Begin Provided records

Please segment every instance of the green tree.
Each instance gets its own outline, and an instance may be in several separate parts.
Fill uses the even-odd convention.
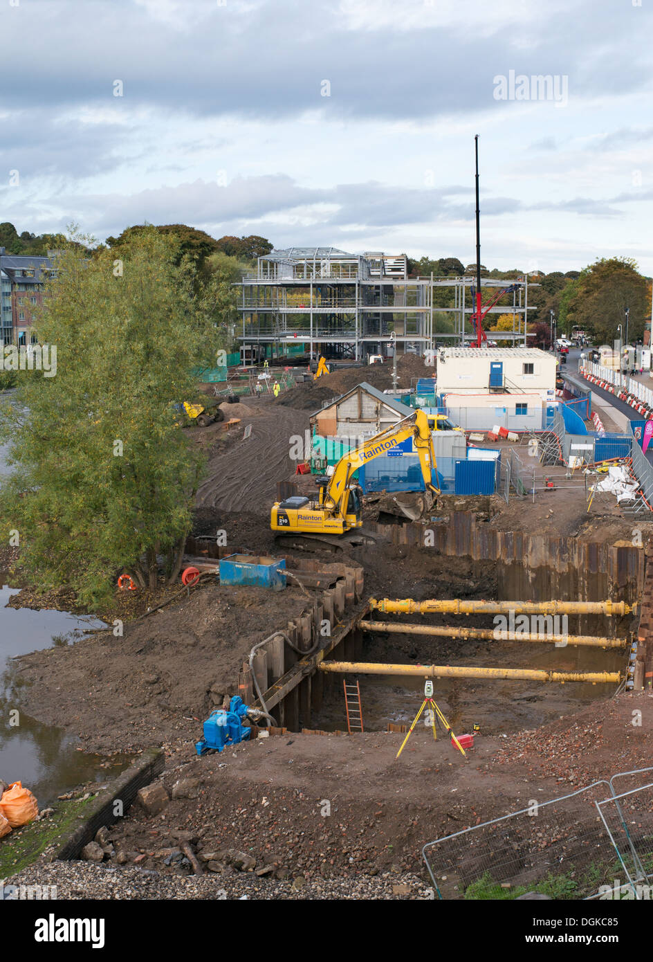
[[[630,310],[628,338],[643,336],[647,316],[649,282],[629,257],[601,258],[570,280],[570,291],[561,302],[561,322],[565,330],[579,324],[593,332],[594,338],[612,343],[623,325],[625,340],[626,308]]]
[[[262,238],[258,234],[250,234],[243,238],[225,235],[216,240],[216,249],[228,257],[242,258],[245,261],[256,261],[258,257],[269,254],[274,249],[274,245],[266,238]]]
[[[203,460],[173,405],[191,398],[193,367],[214,364],[219,332],[176,259],[153,228],[92,259],[69,245],[37,316],[56,376],[19,371],[1,409],[2,526],[19,532],[38,587],[69,586],[85,604],[125,569],[155,588],[157,555],[179,570]]]
[[[107,244],[112,248],[120,246],[133,237],[151,229],[151,224],[126,227],[119,237],[107,238]],[[188,227],[187,224],[161,224],[154,230],[163,237],[170,237],[173,240],[175,264],[181,264],[184,257],[189,257],[198,267],[201,267],[205,258],[219,250],[217,240],[205,231],[197,230],[196,227]]]

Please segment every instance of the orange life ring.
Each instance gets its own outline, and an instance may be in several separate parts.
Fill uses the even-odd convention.
[[[184,573],[182,574],[183,585],[186,585],[188,588],[188,585],[194,585],[198,579],[199,579],[198,569],[192,567],[185,569]]]

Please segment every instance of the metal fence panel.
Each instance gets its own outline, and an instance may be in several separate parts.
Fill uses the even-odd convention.
[[[592,804],[609,792],[609,783],[598,781],[550,801],[530,799],[518,812],[424,846],[438,895],[474,899],[495,889],[494,898],[505,898],[507,885],[512,896],[536,890],[557,899],[591,898],[619,868]]]
[[[614,898],[630,887],[637,900],[653,897],[653,783],[596,802],[622,873],[611,879]]]
[[[652,773],[616,772],[558,798],[532,798],[427,843],[422,857],[439,898],[515,899],[535,890],[552,899],[650,899]],[[617,795],[626,785],[636,787]]]

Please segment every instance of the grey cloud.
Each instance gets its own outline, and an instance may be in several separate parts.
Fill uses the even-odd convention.
[[[429,116],[506,107],[492,98],[492,78],[510,69],[566,73],[570,94],[636,90],[645,83],[645,46],[634,48],[632,15],[616,15],[590,0],[583,31],[551,17],[526,50],[510,29],[490,38],[468,31],[394,26],[345,30],[331,0],[277,0],[249,15],[211,5],[181,7],[184,29],[151,18],[144,8],[118,2],[21,6],[3,15],[3,70],[20,78],[13,102],[57,107],[81,103],[156,105],[198,115],[246,114],[274,117],[323,110],[327,116]],[[204,10],[204,13],[202,11]],[[639,12],[640,25],[650,23]],[[515,24],[519,16],[515,13]],[[603,53],[606,31],[611,49]],[[30,36],[30,69],[23,38]],[[598,36],[600,35],[600,41]],[[600,43],[600,56],[594,45]],[[114,79],[123,98],[113,97]],[[331,96],[320,96],[320,82]]]

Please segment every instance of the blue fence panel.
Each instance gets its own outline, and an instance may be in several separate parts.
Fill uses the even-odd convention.
[[[456,494],[493,494],[493,461],[456,461]]]
[[[372,491],[424,491],[416,457],[381,454],[359,468],[359,484],[364,494]]]
[[[606,434],[594,442],[594,461],[609,461],[611,458],[629,458],[633,439],[622,434]]]

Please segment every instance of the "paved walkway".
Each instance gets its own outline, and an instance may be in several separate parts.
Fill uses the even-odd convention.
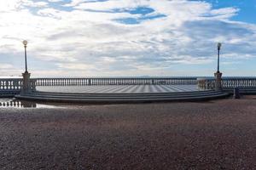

End Provided records

## Exercise aim
Put every line of the items above into a JSON list of strings, one string per line, omitting blank lines and leaving out the pictures.

## Reply to the exercise
[
  "Please segment every instance of the green tree.",
  "Each instance gets its own outline, and an instance may be in several separate parts.",
  "Fill uses the even-odd convention.",
  "[[[630,310],[628,338],[643,336],[647,316],[649,282],[629,257],[601,258],[570,280],[570,291],[561,302],[561,322],[565,330],[579,324],[593,332],[594,338],[612,343],[623,325],[625,340],[626,308]]]",
  "[[[262,238],[258,234],[250,234],[243,238],[225,235],[216,240],[216,249],[228,257],[242,258],[245,261],[256,261],[258,257],[269,254],[274,249],[274,245],[266,238]]]",
  "[[[203,460],[173,405],[191,398],[193,367],[214,364],[219,332],[176,259],[153,228],[92,259],[69,245],[37,316],[56,376],[19,371],[1,409],[2,526],[19,532],[38,587],[69,586],[85,604],[125,569],[155,588],[157,555],[179,570]]]",
  "[[[107,244],[112,248],[120,246],[133,237],[151,229],[151,224],[126,227],[119,237],[107,238]],[[188,227],[187,224],[161,224],[154,230],[163,237],[170,237],[173,240],[175,264],[181,264],[184,257],[189,257],[198,267],[201,267],[205,258],[219,250],[217,240],[205,231],[197,230],[196,227]]]",
  "Please segment every instance of the orange life ring.",
  "Each instance gets its own outline, and an instance may be in several separate parts.",
  "Fill uses the even-odd convention.",
  "[[[184,573],[182,574],[183,585],[186,585],[188,588],[188,585],[194,585],[198,579],[199,579],[198,569],[192,567],[185,569]]]",
  "Please segment every instance of the metal fence panel.",
  "Each instance gets its own outline, and an instance may be in several separate parts.",
  "Fill uses the even-odd convention.",
  "[[[592,804],[609,792],[609,783],[598,781],[550,801],[530,799],[518,812],[424,846],[438,895],[474,899],[495,889],[494,898],[505,898],[507,885],[512,896],[536,890],[557,899],[591,898],[619,868]]]",
  "[[[614,898],[630,887],[637,900],[653,897],[653,783],[596,802],[622,873],[611,879]]]",
  "[[[652,773],[616,772],[558,798],[532,798],[427,843],[422,857],[439,898],[515,899],[535,890],[552,899],[650,899]],[[617,795],[626,785],[636,787]]]",
  "Please segment every instance of the grey cloud.",
  "Each instance gets its own outline, and an instance may be in several separate parts.",
  "Fill uses the even-odd convention.",
  "[[[429,116],[506,107],[492,98],[492,78],[510,69],[566,73],[570,94],[636,90],[645,83],[645,46],[634,48],[632,15],[616,15],[590,0],[583,31],[551,17],[526,50],[510,29],[490,38],[468,31],[394,26],[345,30],[331,0],[277,0],[249,15],[211,5],[181,7],[184,29],[151,18],[144,8],[118,2],[21,6],[3,15],[3,70],[20,78],[13,102],[57,107],[81,103],[156,105],[198,115],[246,114],[274,117],[323,110],[327,116]],[[204,10],[204,13],[202,11]],[[639,12],[640,25],[650,23]],[[515,24],[519,16],[515,13]],[[603,53],[606,31],[611,49]],[[30,36],[30,69],[23,38]],[[598,36],[600,35],[600,41]],[[600,43],[600,56],[594,45]],[[114,79],[123,98],[113,97]],[[331,96],[320,96],[320,82]]]",
  "Please segment every instance of the blue fence panel.",
  "Each instance gets its own outline, and an instance may be in several separate parts.",
  "Fill uses the even-odd convention.",
  "[[[456,494],[493,494],[493,461],[456,461]]]",
  "[[[372,491],[424,491],[416,457],[381,454],[359,468],[359,484],[364,494]]]",
  "[[[606,434],[594,442],[594,461],[609,461],[611,458],[629,458],[633,439],[622,434]]]",
  "Please segment every instance of the \"paved walkway\".",
  "Each instance gets its own outline, and an instance may be in several separate parts.",
  "Fill uses the even-odd convention."
]